> Data entries
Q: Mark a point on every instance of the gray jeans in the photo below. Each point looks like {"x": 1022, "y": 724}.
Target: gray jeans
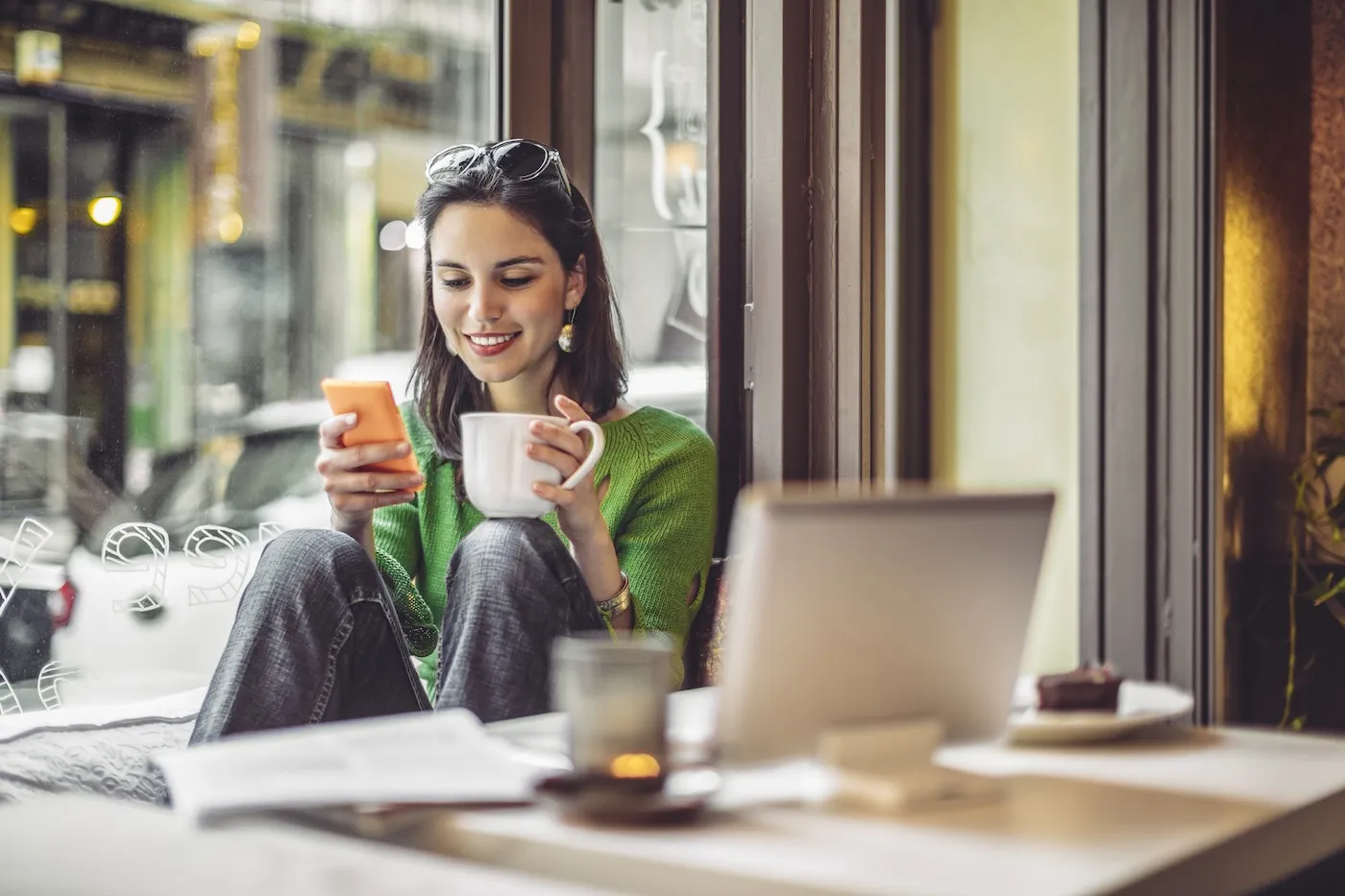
{"x": 316, "y": 637}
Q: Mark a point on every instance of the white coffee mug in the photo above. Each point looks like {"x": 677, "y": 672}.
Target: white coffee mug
{"x": 500, "y": 473}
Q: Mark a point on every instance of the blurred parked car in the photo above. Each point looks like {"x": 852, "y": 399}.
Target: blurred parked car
{"x": 158, "y": 593}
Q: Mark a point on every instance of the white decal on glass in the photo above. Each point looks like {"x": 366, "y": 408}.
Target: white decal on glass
{"x": 53, "y": 674}
{"x": 658, "y": 150}
{"x": 269, "y": 532}
{"x": 217, "y": 547}
{"x": 114, "y": 560}
{"x": 26, "y": 544}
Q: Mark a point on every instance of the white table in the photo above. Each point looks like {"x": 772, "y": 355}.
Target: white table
{"x": 1204, "y": 811}
{"x": 91, "y": 845}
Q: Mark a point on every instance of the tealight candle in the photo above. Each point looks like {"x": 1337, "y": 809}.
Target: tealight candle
{"x": 615, "y": 693}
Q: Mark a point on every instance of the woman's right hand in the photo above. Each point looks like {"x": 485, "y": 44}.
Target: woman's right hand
{"x": 354, "y": 493}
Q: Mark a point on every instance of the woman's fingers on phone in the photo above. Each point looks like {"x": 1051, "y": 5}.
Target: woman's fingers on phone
{"x": 335, "y": 460}
{"x": 363, "y": 502}
{"x": 356, "y": 483}
{"x": 330, "y": 430}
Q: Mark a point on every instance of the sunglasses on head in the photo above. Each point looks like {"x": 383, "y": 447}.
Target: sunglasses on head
{"x": 514, "y": 159}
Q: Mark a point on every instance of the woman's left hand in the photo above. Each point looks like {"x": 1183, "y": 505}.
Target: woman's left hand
{"x": 578, "y": 510}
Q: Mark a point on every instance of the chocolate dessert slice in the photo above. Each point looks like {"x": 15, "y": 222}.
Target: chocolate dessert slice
{"x": 1086, "y": 689}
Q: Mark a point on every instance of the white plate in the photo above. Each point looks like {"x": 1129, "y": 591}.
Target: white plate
{"x": 1142, "y": 704}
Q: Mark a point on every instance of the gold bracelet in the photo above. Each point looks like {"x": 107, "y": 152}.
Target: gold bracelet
{"x": 618, "y": 603}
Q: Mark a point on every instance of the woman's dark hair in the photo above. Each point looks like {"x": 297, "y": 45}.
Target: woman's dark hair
{"x": 595, "y": 372}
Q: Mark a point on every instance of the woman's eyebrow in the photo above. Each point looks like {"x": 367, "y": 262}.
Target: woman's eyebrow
{"x": 518, "y": 260}
{"x": 507, "y": 262}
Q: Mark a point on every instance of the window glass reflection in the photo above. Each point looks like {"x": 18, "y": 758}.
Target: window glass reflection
{"x": 202, "y": 214}
{"x": 649, "y": 190}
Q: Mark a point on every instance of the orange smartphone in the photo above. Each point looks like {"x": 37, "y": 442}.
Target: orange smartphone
{"x": 377, "y": 419}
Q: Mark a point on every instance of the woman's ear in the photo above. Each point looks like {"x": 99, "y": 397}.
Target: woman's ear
{"x": 575, "y": 284}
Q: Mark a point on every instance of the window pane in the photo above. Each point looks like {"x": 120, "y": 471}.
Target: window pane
{"x": 201, "y": 217}
{"x": 649, "y": 190}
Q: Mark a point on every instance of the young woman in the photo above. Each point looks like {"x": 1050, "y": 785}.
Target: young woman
{"x": 412, "y": 600}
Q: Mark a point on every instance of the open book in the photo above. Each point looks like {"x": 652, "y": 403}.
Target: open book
{"x": 444, "y": 758}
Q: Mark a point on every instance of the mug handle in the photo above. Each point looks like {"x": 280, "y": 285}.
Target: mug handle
{"x": 595, "y": 452}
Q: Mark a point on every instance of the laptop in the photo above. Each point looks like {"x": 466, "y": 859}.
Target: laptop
{"x": 857, "y": 608}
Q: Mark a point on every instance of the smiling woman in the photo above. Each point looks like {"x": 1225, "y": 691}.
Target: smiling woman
{"x": 520, "y": 318}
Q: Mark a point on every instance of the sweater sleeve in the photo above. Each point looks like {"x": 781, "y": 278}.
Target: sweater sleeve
{"x": 400, "y": 554}
{"x": 666, "y": 545}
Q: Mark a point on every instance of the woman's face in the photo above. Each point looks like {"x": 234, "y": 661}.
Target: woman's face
{"x": 500, "y": 291}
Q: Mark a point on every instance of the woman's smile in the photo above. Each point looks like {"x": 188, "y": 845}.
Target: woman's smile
{"x": 487, "y": 345}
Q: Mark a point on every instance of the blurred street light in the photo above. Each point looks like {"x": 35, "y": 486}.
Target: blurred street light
{"x": 23, "y": 220}
{"x": 105, "y": 207}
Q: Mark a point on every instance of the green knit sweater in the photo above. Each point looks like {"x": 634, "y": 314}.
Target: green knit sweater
{"x": 659, "y": 507}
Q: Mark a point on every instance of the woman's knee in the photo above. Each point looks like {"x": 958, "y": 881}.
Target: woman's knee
{"x": 510, "y": 539}
{"x": 303, "y": 561}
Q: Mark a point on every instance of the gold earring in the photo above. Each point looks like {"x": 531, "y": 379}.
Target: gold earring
{"x": 567, "y": 339}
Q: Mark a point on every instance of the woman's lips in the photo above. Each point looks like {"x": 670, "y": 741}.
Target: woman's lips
{"x": 490, "y": 345}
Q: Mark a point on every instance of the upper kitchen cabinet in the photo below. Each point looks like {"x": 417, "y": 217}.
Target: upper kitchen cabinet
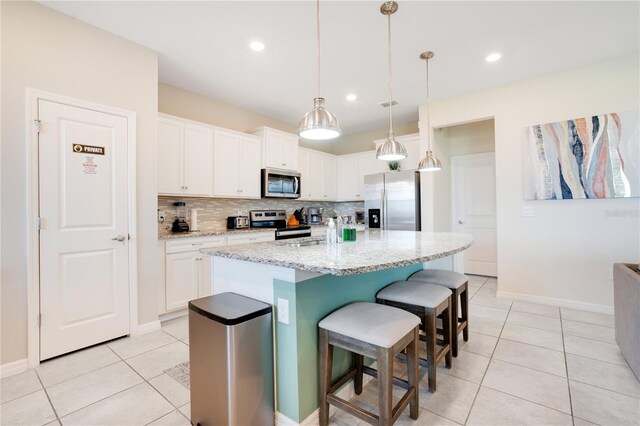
{"x": 236, "y": 164}
{"x": 185, "y": 158}
{"x": 412, "y": 144}
{"x": 317, "y": 175}
{"x": 352, "y": 169}
{"x": 279, "y": 149}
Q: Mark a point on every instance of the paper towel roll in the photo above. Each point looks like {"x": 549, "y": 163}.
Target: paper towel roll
{"x": 194, "y": 220}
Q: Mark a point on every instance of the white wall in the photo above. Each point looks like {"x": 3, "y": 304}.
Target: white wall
{"x": 45, "y": 50}
{"x": 566, "y": 250}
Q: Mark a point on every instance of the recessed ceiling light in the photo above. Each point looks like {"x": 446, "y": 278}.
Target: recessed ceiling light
{"x": 493, "y": 57}
{"x": 257, "y": 46}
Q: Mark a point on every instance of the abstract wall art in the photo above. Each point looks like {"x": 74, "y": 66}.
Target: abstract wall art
{"x": 591, "y": 157}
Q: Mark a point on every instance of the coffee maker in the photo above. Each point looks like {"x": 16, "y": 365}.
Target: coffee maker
{"x": 314, "y": 215}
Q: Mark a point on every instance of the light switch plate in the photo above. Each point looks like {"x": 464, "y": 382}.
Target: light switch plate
{"x": 283, "y": 311}
{"x": 528, "y": 211}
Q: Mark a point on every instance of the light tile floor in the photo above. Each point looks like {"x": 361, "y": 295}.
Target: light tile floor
{"x": 524, "y": 363}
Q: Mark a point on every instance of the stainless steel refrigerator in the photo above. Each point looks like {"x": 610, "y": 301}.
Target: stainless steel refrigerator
{"x": 392, "y": 201}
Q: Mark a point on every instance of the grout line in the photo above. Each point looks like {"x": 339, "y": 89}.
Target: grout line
{"x": 566, "y": 366}
{"x": 55, "y": 412}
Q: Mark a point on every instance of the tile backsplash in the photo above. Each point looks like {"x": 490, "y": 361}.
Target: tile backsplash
{"x": 213, "y": 213}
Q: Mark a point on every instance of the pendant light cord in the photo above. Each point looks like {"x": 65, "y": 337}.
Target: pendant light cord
{"x": 429, "y": 146}
{"x": 390, "y": 76}
{"x": 318, "y": 48}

> TASK REQUIREMENTS
Copy each line exactly, from the line containing "Q: Mark a point on every instance of the coffee" down to the last line of the material, and no other lines.

> EXERCISE OUTPUT
Q: Mark a point on every instance of the coffee maker in the photo above. Each point looks like {"x": 16, "y": 365}.
Target: coffee maker
{"x": 314, "y": 215}
Q: Mark a point on every instance of the light switch plate in the photo above. Each point looks like {"x": 464, "y": 382}.
Target: light switch plate
{"x": 283, "y": 311}
{"x": 528, "y": 211}
Q: Mark a point on every instance of the light tile floor in the photo above. Each point looks like {"x": 361, "y": 295}.
Target: light tile floor
{"x": 524, "y": 363}
Q: Mark a point on every instance of the stainless steel refrigerator in the photo above. Each point looks like {"x": 610, "y": 301}.
Target: stainless steel refrigerator
{"x": 392, "y": 201}
Q: Mark a point on every instance of the grout line in the photo above. Each point looks like {"x": 339, "y": 89}.
Target: grout line
{"x": 566, "y": 366}
{"x": 55, "y": 412}
Q: Mark a point on every instance of the tile backsplash in the photo above. Each point looks like {"x": 490, "y": 361}.
Target: tile backsplash
{"x": 213, "y": 213}
Q: Mark a point on every instance of the pendant light cord in the photo above. Each point looks like {"x": 65, "y": 337}.
Target: pendant light cord
{"x": 429, "y": 146}
{"x": 390, "y": 76}
{"x": 318, "y": 48}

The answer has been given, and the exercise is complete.